** Opening DOCUMENT SECTION block **

Large language models (LLMs) continue to show an impressive ability to solve tasks in healthcare applications. But in order for LLMs to effectively solve personalized health tasks, LLMs need the ability to ingest a diversity of data modalities that are relevant to an individual’s health status. A paper by Cosentino et al took steps towards creating multimodal LLMs for health that are grounded in individual-specific data by developing a framework (HeLM: Health Large Language Model for Multimodal Understanding) that enables LLMs to use high-dimensional clinical modalities to estimate underlying disease risk. HeLM encodes complex data modalities by learning an encoder that maps them into the LLM’s token embedding space and, for simple modalities like tabular data, by serializing the data into text. Using data from the UK Biobank, the authors showed that HeLM can effectively use demographic and clinical features in addition to high dimensional time-series data to estimate disease risk. For example, HeLM achieves an AUROC of 0.75 for asthma prediction when combining tabular and spirogram data modalities compared with 0.49 when only using tabular data.
3. Data atlases are essential to power machine learning
There was consensus at ICML that building biological data atlases from healthy and diseased tissue is the first and very valuable step in accelerating our ability to understand complex biology through AI. Deepmind’s AlphaFold is a perfect example of this: AlphaFold required a vast data atlas of experimentally-determined protein structures from the Protein Data Bank which had been painstakingly prepared by thousands of researchers over many years.
Many researchers at ICML believe that spatial omics and single-cell technologies will be the next frontier in which a large atlas will unlock medical breakthroughs. Research shared at ICML by Fabian Theis integrated many single-cell datasets to address the limitations of individual studies to capture the variability present in a given population. He presented the integrated Human Lung Cell Atlas (HLCA), which combines 49 datasets of the human respiratory system into a single atlas spanning over 2.4 million cells from 486 individuals. Leveraging the number and diversity of individuals in the HLCA, the researchers identified gene modules (i.e. sets of genes with similar expression profiles) that are associated with demographic covariates such as age, sex and body mass index, as well as gene modules changing expression along the proximal-to-distal axis of the bronchial tree. Mapping new data to the HLCA enabled rapid data annotation and interpretation. Using the HLCA as a reference for the study of disease, they identified shared cell states across multiple lung diseases, including SPP1+ profibrotic monocyte-derived macrophages in COVID-19, pulmonary fibrosis and lung carcinoma.

** Closing DOCUMENT SECTION block **
** Opening DATA FOR REVIEW block **

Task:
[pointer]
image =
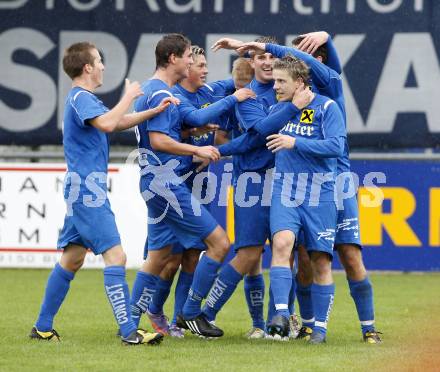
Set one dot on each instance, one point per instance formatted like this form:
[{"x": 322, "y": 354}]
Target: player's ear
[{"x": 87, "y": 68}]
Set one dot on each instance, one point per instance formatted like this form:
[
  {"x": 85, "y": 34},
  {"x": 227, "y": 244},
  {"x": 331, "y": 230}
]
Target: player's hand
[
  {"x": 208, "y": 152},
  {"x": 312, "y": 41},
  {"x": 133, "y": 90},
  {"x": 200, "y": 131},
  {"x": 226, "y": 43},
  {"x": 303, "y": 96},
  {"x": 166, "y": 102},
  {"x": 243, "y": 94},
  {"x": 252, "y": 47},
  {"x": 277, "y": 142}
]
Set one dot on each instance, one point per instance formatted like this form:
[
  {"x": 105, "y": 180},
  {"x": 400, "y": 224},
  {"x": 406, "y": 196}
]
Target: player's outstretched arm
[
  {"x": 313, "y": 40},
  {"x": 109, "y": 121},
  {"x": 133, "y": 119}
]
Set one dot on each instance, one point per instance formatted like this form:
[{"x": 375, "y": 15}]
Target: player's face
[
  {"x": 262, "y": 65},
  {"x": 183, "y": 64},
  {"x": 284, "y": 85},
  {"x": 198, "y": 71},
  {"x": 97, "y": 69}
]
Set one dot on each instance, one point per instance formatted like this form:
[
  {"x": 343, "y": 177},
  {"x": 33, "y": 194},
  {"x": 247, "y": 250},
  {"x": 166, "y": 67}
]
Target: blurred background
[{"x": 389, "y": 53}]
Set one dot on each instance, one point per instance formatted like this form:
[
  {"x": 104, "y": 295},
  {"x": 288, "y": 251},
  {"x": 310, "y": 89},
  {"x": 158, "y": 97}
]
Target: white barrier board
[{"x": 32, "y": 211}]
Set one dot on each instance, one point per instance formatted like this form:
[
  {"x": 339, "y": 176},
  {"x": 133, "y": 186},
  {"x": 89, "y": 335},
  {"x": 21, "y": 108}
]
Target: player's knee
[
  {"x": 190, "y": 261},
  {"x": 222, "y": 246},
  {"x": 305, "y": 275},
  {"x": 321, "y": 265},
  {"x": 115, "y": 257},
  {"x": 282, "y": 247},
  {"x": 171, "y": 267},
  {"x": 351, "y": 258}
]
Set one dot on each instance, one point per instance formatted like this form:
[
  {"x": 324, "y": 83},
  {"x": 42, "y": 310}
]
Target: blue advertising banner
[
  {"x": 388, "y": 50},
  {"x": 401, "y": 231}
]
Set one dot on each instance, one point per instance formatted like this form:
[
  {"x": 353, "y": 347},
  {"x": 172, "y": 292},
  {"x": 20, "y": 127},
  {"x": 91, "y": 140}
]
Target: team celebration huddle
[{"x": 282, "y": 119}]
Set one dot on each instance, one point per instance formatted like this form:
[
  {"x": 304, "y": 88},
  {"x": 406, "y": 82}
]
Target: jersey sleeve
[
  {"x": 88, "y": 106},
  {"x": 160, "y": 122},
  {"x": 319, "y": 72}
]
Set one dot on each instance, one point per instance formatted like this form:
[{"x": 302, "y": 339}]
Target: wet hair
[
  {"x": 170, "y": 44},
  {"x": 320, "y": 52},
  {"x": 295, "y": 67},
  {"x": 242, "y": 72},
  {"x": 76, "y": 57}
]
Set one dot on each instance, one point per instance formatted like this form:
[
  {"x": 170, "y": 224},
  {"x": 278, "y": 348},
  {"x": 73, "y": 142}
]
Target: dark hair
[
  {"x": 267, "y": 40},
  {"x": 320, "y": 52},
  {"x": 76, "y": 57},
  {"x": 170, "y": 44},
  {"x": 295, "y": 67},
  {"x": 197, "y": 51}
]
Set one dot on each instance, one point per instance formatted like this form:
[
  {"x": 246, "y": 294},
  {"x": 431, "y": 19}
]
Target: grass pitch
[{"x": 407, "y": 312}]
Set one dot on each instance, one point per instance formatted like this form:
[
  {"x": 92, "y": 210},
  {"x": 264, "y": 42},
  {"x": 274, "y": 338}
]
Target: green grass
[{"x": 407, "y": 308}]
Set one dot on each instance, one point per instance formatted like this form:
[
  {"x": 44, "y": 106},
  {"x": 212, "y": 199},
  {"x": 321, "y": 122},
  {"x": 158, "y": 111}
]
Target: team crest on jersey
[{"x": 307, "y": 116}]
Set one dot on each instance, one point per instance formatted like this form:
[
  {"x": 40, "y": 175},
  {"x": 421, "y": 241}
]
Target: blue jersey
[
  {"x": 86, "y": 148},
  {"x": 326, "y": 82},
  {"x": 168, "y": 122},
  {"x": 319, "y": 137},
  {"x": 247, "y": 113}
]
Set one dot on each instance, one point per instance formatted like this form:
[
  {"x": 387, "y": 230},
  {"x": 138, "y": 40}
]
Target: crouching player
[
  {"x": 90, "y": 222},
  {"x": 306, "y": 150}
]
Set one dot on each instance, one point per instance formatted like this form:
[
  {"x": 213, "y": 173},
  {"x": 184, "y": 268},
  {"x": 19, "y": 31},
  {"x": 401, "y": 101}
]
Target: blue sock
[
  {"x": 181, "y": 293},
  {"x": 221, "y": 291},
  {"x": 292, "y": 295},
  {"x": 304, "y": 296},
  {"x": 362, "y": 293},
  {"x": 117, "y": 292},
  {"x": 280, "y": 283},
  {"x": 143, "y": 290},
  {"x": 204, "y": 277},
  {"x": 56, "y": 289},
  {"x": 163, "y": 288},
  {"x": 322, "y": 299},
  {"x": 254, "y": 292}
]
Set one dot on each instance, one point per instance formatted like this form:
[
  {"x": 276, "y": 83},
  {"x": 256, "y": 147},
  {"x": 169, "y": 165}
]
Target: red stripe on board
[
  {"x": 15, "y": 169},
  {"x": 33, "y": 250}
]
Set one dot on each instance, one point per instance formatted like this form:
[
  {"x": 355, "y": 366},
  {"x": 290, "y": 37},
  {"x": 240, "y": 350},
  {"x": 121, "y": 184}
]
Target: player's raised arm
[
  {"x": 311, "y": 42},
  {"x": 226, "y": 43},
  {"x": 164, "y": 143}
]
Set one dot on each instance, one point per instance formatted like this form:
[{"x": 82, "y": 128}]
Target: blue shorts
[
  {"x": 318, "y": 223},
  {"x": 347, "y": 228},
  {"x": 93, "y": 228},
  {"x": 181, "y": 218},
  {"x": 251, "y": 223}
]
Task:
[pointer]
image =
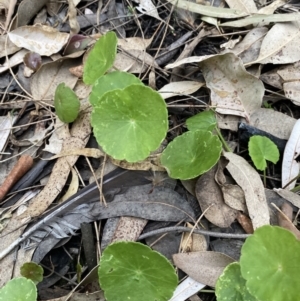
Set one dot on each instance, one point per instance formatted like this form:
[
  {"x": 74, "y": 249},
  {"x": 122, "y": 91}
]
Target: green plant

** Closing DATA FOR REVIEW block **

§ **PROMPT**: According to the text on machine learning for health and biology, why did Fabian Theis integrate many single-cell datasets? Answer in one to three sentences.

§ **TASK RESULT**: He integrated many single-cell datasets to address the limitations of individual studies in capturing the variability present in a given population.